PROVIDED PASSAGE =
━━━━━━━━━━

Or perhaps different routes have different styles of accommodation, more akin to different train options than modern flights. On a sleeper train, you will indeed get a cabin rather than a seat in a crowded carriage. Maybe the cross-Kath route is different than the Agdel Lex route - after all, Kai is not travelling from Kavekana or the New World, but from allegorical Europe. Maybe her flight is considered short haul, or even a budget airline, compared to Tara’s?

Either way, the comparison is interesting.

Secondly, we see that people are able to leave dragon journeys outwith scheduled stops. This makes a lot of sense, particularly for the Craftsfolk of the world, and would mean fewer dragons are required to do fewer trips, likely a necessity in this world. There surely can’t be that many almost immortal truly gigantic magical beings that are willing to act as aeroplanes? More likely, there are a few key routes and a few dragons who fly each. It does appear that Northern Kath, at least, is rather less populated than North America, which may also help on the practicality (no citation for that, that’s a future article).

We hear a little more about this later in the book when Tara briefly considers leaving Edgemont:

Two nights’ walk would take her to a rail station, and she could hitch from there to Addington where the small airfield would flare for a dragon to Chikal, or all the way back to Alt Coulumb.
— Dead Country, page 90

A question here is what flies from the small airfield? Smaller dragons? Or are there other beings or machines that fly shorter routes? We know that Craftsfolk can fly themselves, and in Dresediel Lex there are airbuses, optera and couatl for various purposes, but is there a more inter-city equivalent?

Now let’s get into the real detail offered in Four Roads Cross:

A dragon crouched on the runway.

Even at this distance, its scale beggared thought. The road passing beneath the dragon’s left wing to the embarkation hall seemed no thicker than a hair at this distance. Word problems: Based on that proportion, estimate the size of the creature on the tarmac. Determine the width of those black shining scales, the curvature of those teeth.

Trick question. No number could match the beast. Math did not follow the mind down such dark roads.

The dragon faced west. The tail gave an earthquake twitch. Broad chains crisscrossed its back, supporting the gondola. The observation deck across its shoulders perches on hydraulics to keep level as the wings beat. Vast slitted eyes cast spotlight circles on the ground.

They ran past janitors mopping floors; the dragon eclipsed the sky outside the window. A deep rhythm pulsed through floor tiles. At first she mistook it for the thrum of ventilation or of escalator machinery, but they’d passed no escalator, and ventilation would be softer.

Heartbeat, she thought.
— Four Roads Cross, chapter 44

There is more detail before and after this to add colour to the airport experience, but - as much as I love it - this article is already taking me long enough to write so we’re going to focus purely on the dragon-ness.

Dragons in the Craft Sequence are unspeakably, unfathomably vast. Even a Craftswoman trained in seeing unspeakable magic, breaking down what’s in front of her to its constituent parts, can barely conceptualise the size of a dragon in front of her. We get even more of this vertigo inducing description once Tara has boarded the dragon, and in the middle of the night leaves her cabin to explore the observation deck and beyond.

A light blinked green over the door to the observation deck, indicating the platform was mostly safe.

She emerged into the chill of great height. She shivered from the breeze, but she soon adjusted. It was not so cold as it should have been. Craftwork managed wind and pressure, and oven warmth radiated from the dragon’s scales.

━━━━━━━━━━

TASKS FOR THIS EXERCISE =
A. Answer these questions from the passage on dragon travel:
(i) According to the quoted passage from Dead Country, what would two nights' walk take Tara to?
(ii) In which direction did the dragon on the runway face?
(iii) What radiated from the dragon's scales on the observation deck?
B. Copy the stretch of the passage on dragon travel from "A question here" through "such dark roads.".

Excerpts from point annotation data
━━━━━━━━━━

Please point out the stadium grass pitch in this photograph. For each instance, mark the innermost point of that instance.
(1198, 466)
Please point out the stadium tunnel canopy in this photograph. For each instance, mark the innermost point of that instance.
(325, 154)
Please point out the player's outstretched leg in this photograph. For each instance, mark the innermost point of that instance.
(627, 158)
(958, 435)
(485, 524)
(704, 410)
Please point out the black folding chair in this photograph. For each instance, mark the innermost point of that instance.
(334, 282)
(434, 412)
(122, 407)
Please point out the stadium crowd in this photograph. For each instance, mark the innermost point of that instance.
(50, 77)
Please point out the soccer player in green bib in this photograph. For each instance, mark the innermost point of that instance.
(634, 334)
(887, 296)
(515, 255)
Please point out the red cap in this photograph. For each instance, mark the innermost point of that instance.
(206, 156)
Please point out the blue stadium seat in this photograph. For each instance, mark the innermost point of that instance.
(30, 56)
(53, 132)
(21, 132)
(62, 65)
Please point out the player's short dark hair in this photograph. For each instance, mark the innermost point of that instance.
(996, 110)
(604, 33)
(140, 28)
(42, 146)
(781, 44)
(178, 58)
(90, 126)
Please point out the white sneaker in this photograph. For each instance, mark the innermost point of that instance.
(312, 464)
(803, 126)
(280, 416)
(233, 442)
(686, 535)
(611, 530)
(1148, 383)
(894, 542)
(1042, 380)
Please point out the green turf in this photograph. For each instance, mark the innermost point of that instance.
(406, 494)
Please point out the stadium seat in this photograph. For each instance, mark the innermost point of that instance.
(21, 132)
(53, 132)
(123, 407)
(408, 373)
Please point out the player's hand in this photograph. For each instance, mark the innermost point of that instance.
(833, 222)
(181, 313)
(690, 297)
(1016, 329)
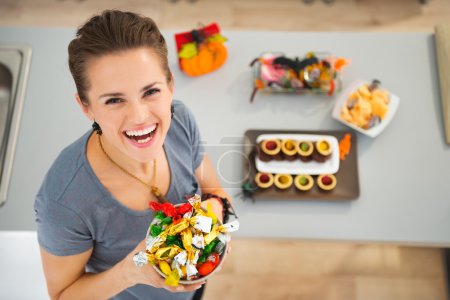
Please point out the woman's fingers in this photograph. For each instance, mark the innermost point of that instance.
(184, 287)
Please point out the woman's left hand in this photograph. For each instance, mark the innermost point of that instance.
(216, 206)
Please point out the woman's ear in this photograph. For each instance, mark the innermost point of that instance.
(171, 83)
(84, 107)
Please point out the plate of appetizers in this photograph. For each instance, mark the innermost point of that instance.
(366, 107)
(311, 154)
(342, 185)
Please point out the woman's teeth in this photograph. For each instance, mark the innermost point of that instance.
(140, 132)
(141, 136)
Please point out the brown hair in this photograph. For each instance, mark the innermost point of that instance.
(110, 32)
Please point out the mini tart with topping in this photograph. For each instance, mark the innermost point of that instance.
(305, 150)
(326, 182)
(323, 147)
(271, 147)
(264, 180)
(303, 182)
(288, 147)
(322, 151)
(283, 181)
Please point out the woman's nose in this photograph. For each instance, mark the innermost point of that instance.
(138, 112)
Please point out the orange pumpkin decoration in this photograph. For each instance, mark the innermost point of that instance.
(210, 56)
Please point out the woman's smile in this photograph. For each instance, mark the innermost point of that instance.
(142, 137)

━━━━━━━━━━

SOLUTIONS BELOW =
A.
(i) A rail station.
(ii) West.
(iii) Oven warmth.

B.
A question here is what flies from the small airfield? Smaller dragons? Or are there other beings or machines that fly shorter routes? We know that Craftsfolk can fly themselves, and in Dresediel Lex there are airbuses, optera and couatl for various purposes, but is there a more inter-city equivalent?

Now let’s get into the real detail offered in Four Roads Cross:

A dragon crouched on the runway.

Even at this distance, its scale beggared thought. The road passing beneath the dragon’s left wing to the embarkation hall seemed no thicker than a hair at this distance. Word problems: Based on that proportion, estimate the size of the creature on the tarmac. Determine the width of those black shining scales, the curvature of those teeth.

Trick question. No number could match the beast. Math did not follow the mind down such dark roads.